[Task directions] Could you rewrite the listing below with "brushed steel" in place of every "stainless steel" and nothing else changed?

[Pointing listing]
%%
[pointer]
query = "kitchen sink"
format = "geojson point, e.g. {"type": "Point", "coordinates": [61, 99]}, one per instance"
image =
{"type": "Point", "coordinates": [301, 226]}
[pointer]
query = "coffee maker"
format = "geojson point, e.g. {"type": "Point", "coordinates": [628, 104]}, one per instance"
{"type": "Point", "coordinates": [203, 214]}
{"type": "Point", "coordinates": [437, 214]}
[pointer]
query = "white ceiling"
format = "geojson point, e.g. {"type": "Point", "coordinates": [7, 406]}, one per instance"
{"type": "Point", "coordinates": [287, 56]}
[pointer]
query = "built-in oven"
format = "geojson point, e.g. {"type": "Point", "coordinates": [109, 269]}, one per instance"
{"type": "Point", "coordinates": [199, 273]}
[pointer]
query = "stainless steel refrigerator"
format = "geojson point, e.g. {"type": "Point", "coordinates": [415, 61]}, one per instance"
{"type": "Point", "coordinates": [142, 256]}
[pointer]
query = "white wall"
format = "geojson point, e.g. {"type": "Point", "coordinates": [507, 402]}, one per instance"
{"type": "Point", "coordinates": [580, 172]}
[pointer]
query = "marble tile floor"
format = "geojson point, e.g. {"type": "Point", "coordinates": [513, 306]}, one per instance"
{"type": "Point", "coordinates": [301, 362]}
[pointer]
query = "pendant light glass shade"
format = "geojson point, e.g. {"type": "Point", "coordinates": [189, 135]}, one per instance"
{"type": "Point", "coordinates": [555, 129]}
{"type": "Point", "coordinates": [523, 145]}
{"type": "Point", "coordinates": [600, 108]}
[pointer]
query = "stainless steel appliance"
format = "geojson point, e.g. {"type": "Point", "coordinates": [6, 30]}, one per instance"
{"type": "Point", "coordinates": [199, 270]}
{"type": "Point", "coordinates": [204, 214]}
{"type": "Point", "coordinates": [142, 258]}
%%
[The reply]
[pointer]
query = "kitchen sink"
format = "geojson point, e.g. {"type": "Point", "coordinates": [61, 99]}, one per instance"
image =
{"type": "Point", "coordinates": [301, 226]}
[pointer]
query = "coffee maker"
format = "geojson point, e.g. {"type": "Point", "coordinates": [628, 104]}, one per instance"
{"type": "Point", "coordinates": [203, 214]}
{"type": "Point", "coordinates": [437, 214]}
[pointer]
query = "white ceiling"
format = "geojson point, e.g. {"type": "Point", "coordinates": [7, 406]}, one per instance"
{"type": "Point", "coordinates": [287, 56]}
[pointer]
query = "built-in oven"
format = "geojson point, e.g. {"type": "Point", "coordinates": [109, 269]}, one per instance"
{"type": "Point", "coordinates": [199, 273]}
[pointer]
query = "brushed steel refrigerator"
format = "geojson point, e.g. {"type": "Point", "coordinates": [415, 61]}, one per instance"
{"type": "Point", "coordinates": [142, 256]}
[pointer]
query = "white wall"
format = "geojson point, e.g. {"type": "Point", "coordinates": [507, 402]}, one per instance"
{"type": "Point", "coordinates": [580, 172]}
[pointer]
query = "marble tile floor"
format = "geojson point, e.g. {"type": "Point", "coordinates": [513, 306]}, one per instance"
{"type": "Point", "coordinates": [301, 362]}
[pointer]
query = "pendant light glass shade"
format = "geojson point, e.g. {"type": "Point", "coordinates": [189, 135]}, one per instance"
{"type": "Point", "coordinates": [555, 129]}
{"type": "Point", "coordinates": [523, 145]}
{"type": "Point", "coordinates": [600, 108]}
[pointer]
query = "brushed steel appliance"
format = "geojson point, e.g. {"type": "Point", "coordinates": [6, 30]}, one per instance"
{"type": "Point", "coordinates": [199, 270]}
{"type": "Point", "coordinates": [204, 214]}
{"type": "Point", "coordinates": [142, 258]}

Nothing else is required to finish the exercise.